* Short task
Locate every line in the records below that contains the string "with", and copy each of those lines.

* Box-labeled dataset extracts
%%
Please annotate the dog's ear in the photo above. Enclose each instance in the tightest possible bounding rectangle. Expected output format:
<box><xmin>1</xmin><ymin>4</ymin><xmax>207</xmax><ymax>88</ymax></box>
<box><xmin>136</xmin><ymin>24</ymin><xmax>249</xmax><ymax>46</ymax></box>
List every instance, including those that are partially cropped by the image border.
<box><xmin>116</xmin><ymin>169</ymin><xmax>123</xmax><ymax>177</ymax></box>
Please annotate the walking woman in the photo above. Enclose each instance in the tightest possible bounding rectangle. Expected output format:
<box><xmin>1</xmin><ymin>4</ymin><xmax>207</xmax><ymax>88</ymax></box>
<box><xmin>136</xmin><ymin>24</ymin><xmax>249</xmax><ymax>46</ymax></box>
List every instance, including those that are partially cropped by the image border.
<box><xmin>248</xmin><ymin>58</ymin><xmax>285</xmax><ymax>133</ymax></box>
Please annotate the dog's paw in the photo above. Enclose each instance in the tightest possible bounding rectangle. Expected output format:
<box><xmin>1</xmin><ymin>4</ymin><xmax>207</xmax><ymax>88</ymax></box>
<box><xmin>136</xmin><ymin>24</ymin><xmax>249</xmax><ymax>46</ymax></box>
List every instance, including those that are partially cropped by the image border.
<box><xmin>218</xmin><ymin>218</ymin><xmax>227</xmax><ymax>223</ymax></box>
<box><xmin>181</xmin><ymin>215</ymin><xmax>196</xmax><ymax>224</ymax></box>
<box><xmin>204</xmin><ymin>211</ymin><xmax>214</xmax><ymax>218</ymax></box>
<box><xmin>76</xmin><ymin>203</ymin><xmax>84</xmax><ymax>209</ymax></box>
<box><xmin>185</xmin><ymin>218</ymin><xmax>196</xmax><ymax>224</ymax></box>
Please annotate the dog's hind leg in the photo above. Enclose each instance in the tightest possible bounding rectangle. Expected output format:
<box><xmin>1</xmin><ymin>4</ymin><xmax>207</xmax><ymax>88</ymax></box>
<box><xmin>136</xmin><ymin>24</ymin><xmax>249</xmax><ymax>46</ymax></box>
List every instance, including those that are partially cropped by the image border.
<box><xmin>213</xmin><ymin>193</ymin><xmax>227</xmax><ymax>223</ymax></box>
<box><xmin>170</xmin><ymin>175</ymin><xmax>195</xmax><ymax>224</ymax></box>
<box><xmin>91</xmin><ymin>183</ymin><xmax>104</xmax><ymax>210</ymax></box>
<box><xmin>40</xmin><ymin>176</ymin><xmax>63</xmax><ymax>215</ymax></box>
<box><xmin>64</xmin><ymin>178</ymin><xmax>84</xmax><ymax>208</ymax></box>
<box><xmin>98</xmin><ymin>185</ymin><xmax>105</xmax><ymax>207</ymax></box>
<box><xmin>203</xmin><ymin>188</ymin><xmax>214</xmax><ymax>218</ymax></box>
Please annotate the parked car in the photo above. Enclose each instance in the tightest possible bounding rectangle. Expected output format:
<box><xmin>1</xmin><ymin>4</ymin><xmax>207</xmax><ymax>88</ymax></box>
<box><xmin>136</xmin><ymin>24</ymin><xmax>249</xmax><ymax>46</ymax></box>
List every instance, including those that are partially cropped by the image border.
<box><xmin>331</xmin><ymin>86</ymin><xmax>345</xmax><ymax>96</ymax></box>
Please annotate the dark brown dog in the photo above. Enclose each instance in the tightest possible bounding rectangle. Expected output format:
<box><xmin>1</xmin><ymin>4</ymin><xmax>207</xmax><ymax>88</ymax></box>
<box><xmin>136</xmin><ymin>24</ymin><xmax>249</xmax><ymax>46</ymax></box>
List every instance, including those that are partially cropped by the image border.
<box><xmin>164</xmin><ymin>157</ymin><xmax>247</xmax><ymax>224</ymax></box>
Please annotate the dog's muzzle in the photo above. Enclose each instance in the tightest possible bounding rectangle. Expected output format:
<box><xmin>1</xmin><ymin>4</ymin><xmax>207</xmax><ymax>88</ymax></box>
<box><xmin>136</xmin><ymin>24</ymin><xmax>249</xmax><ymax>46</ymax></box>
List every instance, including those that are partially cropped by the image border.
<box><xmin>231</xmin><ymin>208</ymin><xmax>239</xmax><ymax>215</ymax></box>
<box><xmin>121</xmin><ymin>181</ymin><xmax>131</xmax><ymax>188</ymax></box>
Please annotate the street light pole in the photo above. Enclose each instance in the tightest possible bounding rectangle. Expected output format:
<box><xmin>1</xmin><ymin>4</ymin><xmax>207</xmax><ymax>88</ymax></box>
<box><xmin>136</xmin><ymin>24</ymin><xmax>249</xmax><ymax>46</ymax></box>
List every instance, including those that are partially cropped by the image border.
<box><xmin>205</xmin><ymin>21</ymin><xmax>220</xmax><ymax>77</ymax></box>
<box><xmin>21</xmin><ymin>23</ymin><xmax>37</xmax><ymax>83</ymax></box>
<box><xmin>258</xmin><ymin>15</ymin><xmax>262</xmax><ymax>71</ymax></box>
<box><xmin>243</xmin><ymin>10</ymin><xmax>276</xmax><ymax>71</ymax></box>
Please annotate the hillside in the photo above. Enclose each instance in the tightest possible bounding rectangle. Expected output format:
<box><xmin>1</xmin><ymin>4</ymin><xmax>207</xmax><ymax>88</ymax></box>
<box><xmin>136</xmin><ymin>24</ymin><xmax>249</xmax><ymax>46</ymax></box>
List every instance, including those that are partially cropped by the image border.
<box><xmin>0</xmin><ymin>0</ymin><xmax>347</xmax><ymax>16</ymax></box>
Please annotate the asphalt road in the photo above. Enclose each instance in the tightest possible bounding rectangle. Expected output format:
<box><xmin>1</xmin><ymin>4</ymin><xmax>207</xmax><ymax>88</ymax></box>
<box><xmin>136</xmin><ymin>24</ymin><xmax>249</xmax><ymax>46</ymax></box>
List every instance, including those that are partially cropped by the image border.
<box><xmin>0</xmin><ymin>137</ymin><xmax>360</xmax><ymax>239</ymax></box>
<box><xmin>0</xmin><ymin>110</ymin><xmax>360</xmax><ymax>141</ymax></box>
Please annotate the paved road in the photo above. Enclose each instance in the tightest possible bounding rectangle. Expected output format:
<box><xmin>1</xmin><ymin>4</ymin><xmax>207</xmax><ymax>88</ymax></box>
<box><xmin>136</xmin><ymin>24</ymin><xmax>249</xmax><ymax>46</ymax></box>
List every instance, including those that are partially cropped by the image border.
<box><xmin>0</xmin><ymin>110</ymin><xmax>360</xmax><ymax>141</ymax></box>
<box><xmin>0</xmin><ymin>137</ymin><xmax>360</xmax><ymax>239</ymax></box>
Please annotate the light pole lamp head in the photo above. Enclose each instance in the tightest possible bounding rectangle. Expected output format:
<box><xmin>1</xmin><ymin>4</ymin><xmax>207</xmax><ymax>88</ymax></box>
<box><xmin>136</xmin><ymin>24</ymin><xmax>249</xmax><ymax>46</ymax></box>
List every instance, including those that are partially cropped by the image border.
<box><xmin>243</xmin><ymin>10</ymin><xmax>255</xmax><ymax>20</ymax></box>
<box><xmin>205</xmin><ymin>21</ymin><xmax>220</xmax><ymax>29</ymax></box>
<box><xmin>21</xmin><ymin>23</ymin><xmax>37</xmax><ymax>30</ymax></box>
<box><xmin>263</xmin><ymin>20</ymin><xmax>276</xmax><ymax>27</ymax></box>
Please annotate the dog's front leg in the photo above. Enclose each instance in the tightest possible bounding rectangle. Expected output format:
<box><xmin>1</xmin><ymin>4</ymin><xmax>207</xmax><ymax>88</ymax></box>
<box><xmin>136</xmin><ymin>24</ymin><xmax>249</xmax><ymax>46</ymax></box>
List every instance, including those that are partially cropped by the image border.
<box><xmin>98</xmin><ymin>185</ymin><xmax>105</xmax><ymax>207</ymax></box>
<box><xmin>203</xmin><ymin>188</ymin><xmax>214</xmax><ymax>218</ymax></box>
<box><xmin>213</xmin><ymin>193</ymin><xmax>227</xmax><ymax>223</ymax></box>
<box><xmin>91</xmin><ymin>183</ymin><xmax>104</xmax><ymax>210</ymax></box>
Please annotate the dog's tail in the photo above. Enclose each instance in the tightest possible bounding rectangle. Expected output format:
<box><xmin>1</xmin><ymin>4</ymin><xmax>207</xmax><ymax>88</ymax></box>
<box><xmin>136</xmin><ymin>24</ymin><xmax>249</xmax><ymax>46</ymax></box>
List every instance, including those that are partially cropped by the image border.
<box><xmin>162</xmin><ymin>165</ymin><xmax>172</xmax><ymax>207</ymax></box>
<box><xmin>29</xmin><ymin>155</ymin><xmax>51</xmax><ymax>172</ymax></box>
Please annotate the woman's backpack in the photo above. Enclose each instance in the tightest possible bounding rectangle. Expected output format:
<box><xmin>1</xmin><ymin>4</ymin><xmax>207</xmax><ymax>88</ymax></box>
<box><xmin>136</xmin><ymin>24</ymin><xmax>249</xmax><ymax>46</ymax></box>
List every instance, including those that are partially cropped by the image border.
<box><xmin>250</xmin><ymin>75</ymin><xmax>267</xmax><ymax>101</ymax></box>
%%
%%
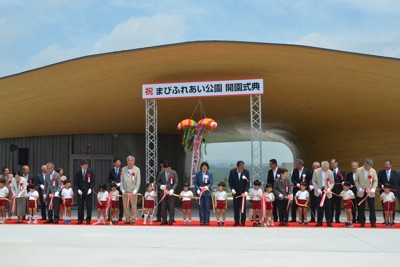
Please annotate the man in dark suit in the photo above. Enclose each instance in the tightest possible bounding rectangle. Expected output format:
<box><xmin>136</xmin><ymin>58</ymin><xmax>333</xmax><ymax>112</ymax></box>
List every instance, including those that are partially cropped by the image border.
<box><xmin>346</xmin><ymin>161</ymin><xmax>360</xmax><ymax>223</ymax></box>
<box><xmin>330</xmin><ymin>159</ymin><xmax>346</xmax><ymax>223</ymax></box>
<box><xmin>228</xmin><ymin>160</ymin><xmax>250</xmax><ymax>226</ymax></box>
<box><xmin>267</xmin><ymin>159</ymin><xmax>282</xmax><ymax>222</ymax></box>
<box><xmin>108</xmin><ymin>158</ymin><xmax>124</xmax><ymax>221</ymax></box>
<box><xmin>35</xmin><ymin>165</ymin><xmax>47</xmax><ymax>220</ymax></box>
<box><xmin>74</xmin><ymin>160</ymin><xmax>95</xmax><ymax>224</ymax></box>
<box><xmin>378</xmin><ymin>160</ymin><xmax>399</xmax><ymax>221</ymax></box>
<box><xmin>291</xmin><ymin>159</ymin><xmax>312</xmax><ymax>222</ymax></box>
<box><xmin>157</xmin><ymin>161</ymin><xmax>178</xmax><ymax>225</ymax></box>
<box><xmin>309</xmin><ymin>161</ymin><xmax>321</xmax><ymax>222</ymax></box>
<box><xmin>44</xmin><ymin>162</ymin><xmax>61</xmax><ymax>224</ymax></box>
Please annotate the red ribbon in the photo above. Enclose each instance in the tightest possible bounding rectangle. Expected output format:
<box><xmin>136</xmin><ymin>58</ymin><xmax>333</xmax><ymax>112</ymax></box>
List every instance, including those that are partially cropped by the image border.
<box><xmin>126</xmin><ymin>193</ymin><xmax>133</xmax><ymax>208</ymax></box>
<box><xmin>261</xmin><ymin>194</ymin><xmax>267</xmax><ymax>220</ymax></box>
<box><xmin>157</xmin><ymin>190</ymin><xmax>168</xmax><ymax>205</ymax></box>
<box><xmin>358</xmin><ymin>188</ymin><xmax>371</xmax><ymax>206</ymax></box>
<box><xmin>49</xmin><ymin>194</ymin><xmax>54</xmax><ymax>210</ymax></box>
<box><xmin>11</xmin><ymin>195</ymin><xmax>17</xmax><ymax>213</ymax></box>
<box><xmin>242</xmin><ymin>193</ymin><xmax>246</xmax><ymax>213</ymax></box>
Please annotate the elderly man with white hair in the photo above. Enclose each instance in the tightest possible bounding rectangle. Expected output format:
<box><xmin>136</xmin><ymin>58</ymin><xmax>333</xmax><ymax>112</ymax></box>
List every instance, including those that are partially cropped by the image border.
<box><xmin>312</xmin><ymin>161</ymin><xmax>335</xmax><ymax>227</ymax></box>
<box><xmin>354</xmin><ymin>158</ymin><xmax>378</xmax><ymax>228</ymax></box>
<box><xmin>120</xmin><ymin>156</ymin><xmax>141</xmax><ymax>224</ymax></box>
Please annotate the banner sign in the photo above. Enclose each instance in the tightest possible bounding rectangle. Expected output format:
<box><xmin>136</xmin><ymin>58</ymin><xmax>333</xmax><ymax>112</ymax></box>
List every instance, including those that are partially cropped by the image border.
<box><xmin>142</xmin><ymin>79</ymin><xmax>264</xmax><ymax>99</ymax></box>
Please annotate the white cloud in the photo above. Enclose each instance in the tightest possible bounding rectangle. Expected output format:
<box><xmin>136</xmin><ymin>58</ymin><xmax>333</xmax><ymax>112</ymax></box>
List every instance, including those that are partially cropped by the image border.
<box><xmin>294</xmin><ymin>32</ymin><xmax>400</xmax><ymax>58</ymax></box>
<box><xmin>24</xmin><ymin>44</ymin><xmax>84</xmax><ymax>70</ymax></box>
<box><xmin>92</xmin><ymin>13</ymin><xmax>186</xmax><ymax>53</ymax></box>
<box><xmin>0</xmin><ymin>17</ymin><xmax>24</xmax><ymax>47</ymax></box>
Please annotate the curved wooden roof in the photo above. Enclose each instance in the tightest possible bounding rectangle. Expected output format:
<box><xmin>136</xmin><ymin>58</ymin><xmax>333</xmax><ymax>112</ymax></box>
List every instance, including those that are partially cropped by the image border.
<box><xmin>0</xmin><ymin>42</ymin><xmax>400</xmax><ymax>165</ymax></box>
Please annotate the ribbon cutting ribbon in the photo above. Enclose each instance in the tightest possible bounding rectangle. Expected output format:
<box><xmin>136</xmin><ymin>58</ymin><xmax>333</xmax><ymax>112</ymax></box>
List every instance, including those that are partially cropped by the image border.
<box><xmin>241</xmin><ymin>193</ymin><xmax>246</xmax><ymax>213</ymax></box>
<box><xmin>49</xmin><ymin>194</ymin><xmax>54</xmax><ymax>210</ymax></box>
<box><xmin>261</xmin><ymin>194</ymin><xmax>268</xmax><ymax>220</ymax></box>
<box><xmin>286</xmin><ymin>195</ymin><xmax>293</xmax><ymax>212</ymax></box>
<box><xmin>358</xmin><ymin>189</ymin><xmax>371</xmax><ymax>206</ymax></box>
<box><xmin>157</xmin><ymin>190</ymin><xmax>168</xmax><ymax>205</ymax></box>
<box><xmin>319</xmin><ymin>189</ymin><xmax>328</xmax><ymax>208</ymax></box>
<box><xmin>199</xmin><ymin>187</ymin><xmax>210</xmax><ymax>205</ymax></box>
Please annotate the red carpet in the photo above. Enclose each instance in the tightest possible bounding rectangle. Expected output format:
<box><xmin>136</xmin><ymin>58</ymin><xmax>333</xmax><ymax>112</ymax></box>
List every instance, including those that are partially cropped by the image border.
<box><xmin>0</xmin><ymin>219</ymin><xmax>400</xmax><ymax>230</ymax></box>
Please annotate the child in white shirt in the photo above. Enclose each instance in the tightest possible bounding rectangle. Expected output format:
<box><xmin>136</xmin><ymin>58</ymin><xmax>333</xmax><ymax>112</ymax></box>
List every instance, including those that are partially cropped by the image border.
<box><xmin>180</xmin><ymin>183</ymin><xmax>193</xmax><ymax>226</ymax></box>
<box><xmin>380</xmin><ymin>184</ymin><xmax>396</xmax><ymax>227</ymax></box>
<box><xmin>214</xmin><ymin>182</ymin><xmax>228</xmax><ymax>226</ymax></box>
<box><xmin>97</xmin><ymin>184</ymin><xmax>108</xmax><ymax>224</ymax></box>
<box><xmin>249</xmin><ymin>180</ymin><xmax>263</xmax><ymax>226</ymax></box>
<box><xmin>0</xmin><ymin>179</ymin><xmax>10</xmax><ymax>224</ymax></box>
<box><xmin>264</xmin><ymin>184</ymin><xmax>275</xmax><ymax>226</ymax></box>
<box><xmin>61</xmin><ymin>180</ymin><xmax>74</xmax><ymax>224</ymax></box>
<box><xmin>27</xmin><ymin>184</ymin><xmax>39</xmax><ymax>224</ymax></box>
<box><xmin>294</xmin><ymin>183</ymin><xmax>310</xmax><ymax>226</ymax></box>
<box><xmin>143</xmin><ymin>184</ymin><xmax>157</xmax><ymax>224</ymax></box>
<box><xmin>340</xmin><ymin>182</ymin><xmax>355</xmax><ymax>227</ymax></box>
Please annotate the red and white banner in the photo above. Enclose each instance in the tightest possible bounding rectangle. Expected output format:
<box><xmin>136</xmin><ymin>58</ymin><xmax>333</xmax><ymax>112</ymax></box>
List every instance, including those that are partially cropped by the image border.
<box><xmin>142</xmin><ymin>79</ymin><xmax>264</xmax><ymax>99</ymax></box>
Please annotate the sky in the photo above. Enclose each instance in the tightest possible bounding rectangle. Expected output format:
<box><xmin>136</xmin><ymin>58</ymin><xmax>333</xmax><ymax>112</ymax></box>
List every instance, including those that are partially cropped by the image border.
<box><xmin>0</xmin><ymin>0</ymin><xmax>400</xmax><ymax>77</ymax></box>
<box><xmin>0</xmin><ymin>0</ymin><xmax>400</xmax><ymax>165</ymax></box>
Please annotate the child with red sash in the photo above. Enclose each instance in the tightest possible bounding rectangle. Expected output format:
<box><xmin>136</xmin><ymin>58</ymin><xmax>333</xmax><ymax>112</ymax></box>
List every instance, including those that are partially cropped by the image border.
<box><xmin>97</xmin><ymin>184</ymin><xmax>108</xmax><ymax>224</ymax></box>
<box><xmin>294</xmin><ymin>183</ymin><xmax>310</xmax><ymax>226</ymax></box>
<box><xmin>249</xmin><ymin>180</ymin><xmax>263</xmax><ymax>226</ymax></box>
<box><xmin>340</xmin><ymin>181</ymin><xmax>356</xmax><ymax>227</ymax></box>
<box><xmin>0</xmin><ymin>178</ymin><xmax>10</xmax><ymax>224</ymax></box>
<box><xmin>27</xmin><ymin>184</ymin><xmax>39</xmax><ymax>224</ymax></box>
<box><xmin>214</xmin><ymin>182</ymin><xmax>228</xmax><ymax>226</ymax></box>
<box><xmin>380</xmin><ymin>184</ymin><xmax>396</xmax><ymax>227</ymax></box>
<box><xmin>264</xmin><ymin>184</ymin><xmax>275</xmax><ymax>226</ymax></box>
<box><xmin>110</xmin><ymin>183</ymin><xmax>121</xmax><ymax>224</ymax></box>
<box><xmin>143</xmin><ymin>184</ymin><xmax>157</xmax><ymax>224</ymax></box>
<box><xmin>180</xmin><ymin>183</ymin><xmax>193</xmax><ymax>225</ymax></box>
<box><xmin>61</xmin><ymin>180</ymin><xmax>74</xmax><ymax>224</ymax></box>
%%
%%
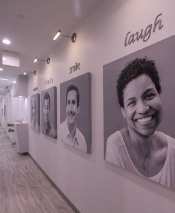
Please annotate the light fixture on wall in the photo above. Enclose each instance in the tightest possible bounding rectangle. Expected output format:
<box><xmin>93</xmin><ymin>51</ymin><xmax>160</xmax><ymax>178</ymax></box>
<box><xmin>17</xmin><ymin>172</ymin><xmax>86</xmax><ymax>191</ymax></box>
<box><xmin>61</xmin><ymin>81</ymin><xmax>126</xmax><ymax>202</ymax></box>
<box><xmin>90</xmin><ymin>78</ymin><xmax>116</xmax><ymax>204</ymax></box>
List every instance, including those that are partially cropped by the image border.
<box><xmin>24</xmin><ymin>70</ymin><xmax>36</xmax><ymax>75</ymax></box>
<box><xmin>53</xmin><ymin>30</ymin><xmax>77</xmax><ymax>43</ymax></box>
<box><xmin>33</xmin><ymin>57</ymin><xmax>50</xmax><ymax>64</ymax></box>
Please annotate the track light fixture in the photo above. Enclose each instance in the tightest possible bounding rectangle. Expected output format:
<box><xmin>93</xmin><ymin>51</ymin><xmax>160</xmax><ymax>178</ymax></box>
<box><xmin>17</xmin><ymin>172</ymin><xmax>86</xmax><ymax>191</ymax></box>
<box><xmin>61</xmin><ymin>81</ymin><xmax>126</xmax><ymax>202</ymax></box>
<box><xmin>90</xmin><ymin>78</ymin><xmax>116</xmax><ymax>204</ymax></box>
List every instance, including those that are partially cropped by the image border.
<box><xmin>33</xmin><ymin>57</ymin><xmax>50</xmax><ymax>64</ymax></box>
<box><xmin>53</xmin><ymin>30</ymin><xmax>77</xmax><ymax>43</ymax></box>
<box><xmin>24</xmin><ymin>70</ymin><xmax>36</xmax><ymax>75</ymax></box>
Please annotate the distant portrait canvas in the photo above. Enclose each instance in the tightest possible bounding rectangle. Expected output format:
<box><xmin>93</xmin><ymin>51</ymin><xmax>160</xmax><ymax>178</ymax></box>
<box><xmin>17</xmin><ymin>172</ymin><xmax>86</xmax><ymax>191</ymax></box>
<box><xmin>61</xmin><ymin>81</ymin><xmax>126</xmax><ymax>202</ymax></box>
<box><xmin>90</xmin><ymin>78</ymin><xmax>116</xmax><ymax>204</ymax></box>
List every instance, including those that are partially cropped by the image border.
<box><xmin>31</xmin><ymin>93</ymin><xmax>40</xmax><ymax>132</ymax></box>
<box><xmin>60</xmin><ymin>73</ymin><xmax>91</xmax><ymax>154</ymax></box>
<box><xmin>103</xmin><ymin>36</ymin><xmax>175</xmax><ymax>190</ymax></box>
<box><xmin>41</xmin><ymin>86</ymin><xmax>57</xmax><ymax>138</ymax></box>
%%
* Reply to the task
Please annotate the elderly man with white hair in the photo above. Enclose each instance in the tightest possible bounding rectangle. Expected output format:
Please annotate the child with red sash in the photo above. Enclose each instance in the tightest possible bounding rectangle. Expected output format:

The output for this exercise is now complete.